● EXCERPT TO READ
***

I let him know I’d ponder it. Id sit on the offer. Just like I sat on the offer for a sponsor in AA and kept relapsing. He told me to rest for two weeks and instead of pondering and resting, I ran. I ended up hurting myself and when I did I came back like the prodigal son. “Ok, coach me” my head was low and my hands were raised, “I surrender.”

 He began coaching me and I didn’t get hurt again. I also ended up crossing my first two finish lines with this man as my coach. If I didn’t listen to him, I wouldn’t be here today athletically, or sober(ly). It took a humbling instance for me to finally let him in, but when I did the rewards were tremendous, however, it wasn’t easy. The humility muscle has a way of neutralizing fear and we must strengthen it to decrease the power our fear has over intimacy and asking for help.

The tasks he gave me were so much harder than the ones I was giving myself. I remember looking at my training plan and cursing him. There’s no way he’s serious. I called him up and asked if it was a typo. There was no gentle way about it, but without it I wouldn’t have succeeded. Having the accountability and the organization helped me to succeed. The barriers of intimacy were broken and we are now dear friends.

What I learned is that its always better to ask for help and to do this in the beginning. I’m now the first to raise my hand. Before coming out I asked a few other gay men how they did it and if they could help. I hear plenty of coming out horror stories, but I firmly believe that because I asked for help first the process for me ended up being beautiful, challenging and not pain free, but beautiful.

I’m no longer afraid of asking for help. I’ve proven to myself time and time again that it’s worth it in the long run. It started with asking for help with sobriety, then triathlon, then coming out. Tonight, I’ll probably even ask help for dinner.

Love you guys,

If you need help. Ask. You’re not alone and there are people out there who would love to help!

***

● RECORD EXTRACTS
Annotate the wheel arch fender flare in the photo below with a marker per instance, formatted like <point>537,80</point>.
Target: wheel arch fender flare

***

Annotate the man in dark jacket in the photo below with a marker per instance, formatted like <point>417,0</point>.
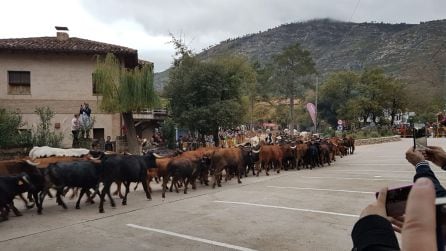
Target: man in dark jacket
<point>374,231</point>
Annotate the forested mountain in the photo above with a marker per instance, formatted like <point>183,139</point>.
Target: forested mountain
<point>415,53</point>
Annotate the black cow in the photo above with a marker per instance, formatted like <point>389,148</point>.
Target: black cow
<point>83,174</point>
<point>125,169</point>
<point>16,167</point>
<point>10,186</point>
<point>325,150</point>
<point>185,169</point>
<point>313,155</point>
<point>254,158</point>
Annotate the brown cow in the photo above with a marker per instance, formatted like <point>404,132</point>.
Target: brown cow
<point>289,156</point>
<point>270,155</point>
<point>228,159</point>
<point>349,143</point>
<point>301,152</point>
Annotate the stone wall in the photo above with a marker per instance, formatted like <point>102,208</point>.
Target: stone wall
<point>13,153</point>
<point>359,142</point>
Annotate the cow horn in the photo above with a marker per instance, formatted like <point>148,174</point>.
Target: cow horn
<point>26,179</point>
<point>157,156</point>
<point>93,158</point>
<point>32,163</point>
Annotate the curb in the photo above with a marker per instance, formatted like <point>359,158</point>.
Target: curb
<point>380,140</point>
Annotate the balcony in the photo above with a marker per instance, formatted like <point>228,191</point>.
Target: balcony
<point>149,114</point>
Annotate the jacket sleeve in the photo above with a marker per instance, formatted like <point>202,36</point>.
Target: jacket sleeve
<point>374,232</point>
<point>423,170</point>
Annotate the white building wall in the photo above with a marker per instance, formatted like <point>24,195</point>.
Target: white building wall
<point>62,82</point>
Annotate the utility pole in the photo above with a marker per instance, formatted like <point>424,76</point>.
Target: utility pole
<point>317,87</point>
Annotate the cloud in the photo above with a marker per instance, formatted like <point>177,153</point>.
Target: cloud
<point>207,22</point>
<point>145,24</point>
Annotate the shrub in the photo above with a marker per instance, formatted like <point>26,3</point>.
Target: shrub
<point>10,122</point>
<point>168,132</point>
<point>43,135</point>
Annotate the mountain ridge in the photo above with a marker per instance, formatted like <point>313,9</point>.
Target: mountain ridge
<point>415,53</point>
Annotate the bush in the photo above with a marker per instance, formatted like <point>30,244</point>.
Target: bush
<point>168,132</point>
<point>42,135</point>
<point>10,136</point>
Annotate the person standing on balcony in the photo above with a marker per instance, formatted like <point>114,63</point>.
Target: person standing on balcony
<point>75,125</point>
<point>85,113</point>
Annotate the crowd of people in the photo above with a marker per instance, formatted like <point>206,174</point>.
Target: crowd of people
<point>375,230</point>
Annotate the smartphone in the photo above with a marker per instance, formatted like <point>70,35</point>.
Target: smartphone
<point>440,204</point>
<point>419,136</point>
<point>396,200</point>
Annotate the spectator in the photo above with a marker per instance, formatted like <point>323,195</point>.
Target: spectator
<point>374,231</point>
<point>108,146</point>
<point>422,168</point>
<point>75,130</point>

***

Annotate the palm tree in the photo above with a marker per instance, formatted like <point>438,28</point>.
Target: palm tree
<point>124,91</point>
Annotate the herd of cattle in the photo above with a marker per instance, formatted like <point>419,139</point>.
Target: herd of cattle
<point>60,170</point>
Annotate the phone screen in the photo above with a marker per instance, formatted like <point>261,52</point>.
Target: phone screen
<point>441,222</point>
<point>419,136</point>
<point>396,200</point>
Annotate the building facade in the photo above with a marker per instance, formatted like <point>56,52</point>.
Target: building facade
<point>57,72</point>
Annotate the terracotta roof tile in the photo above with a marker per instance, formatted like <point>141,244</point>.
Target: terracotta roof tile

***

● EXERCISE DETAILS
In the sentence beginning "It started with asking for help" in the piece about asking for help, which things does the writer name, in order, as areas where they asked for help?

● SOLVED PROBLEM
1. Sobriety
2. Triathlon
3. Coming out